Entries shown:
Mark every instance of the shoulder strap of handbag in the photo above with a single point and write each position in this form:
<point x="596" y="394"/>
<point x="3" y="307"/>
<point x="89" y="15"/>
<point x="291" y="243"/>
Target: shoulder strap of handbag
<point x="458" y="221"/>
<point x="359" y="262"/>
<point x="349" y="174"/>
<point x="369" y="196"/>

Task details: Render all of the records above as a numbered list, one line per item, and leave out any blank lines.

Response for this exercise:
1. Mark every instance of the shoulder strap of handbag in the photo above with a single point and write each position in this form:
2. <point x="596" y="394"/>
3. <point x="3" y="307"/>
4. <point x="89" y="15"/>
5. <point x="291" y="243"/>
6. Target: shoulder strap of handbag
7. <point x="458" y="221"/>
8. <point x="359" y="262"/>
9. <point x="349" y="174"/>
10. <point x="369" y="196"/>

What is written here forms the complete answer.